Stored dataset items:
"""

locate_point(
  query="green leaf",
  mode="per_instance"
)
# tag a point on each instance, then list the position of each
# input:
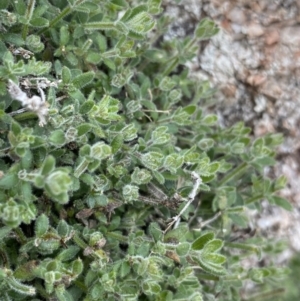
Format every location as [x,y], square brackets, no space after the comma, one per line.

"""
"""

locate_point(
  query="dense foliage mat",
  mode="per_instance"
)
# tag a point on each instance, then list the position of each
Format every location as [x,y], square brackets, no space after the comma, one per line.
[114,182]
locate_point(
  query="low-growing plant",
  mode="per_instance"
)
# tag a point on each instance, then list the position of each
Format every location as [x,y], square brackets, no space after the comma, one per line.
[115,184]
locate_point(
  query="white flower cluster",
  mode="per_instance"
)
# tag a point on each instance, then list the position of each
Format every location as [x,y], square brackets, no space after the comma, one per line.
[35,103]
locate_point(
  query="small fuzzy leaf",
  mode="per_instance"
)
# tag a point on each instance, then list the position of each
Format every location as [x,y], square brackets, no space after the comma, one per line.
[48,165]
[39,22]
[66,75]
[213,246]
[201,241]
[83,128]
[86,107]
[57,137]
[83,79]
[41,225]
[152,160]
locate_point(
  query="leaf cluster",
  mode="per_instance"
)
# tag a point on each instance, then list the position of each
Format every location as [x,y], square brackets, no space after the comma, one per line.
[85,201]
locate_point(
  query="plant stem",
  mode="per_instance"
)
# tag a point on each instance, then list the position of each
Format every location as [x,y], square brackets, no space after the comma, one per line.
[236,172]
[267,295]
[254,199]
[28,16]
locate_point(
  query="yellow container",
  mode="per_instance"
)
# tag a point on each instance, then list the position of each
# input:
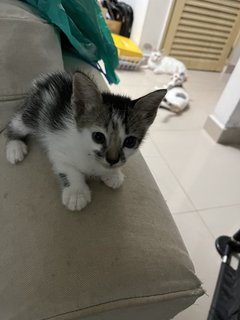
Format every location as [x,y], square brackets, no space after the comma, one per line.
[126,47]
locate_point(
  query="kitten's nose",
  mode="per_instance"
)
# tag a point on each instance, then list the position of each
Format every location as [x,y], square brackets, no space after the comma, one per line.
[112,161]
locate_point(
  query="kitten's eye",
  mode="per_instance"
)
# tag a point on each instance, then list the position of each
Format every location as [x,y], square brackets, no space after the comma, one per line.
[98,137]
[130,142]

"""

Only lines with the word "query" are wanted, so copy each one from the records.

  query="green leaf",
  query="dense foliage mat",
  query="low-growing plant",
  query="white flower cluster",
  query="small fuzzy leaf",
  query="leaf cluster",
  query="plant stem",
  query="yellow container",
  query="kitten's nose",
  query="kitten's eye",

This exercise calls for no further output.